§ **What you are asked to do**: Output only the lines that run from the line holding "Look at the photo above. For each instance of the warm" to the end of the data below, including both ends, without any pictures.

Stored data entries
════════
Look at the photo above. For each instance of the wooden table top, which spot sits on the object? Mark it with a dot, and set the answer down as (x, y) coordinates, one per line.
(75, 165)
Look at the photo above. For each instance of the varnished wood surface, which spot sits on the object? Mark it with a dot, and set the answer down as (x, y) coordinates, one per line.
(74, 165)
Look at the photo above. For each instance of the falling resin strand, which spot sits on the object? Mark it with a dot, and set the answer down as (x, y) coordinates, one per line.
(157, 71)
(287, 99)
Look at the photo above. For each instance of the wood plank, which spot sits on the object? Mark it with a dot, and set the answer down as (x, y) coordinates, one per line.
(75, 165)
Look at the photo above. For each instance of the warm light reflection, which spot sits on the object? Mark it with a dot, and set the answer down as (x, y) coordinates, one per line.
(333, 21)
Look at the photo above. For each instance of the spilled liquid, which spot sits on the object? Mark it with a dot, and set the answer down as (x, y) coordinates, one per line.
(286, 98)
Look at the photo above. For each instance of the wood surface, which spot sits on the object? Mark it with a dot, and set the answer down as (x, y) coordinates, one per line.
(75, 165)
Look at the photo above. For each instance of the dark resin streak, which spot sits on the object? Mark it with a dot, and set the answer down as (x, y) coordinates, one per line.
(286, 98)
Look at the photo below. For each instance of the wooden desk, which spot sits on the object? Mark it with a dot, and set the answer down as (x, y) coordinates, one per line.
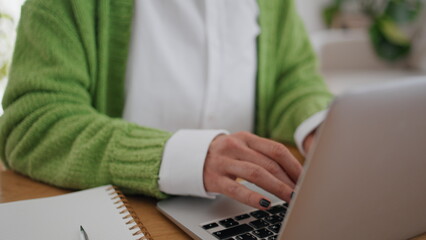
════════
§ **Task response**:
Look at the photo above. For each instance of the warm light reflection, which spot sits on the object? Mark it with a dot, and set the answer down as (x, y) coordinates, one per line.
(333, 21)
Look at the photo above. For each instance of the spilled liquid, which spot sits on the object? Mark it with a dot, and set the answer down as (x, y) coordinates, one per line.
(286, 98)
Look at the photo above. For each instance of the wood surface, which spot sits on the object? Mark it with a dot, and set the answer down as (x, y) coordinates, one per line.
(75, 165)
Look at the photo above. For each instance of the dark resin streak, which spot sits on the object? Mark it with a dot, and set the answer down as (x, y) coordinates, one per line.
(286, 98)
Look at the photo below. For each instance of the wooden desk, which spot sits on the object? Mark it with a dot, and set the answer down as (x, y) coordinates, one per line.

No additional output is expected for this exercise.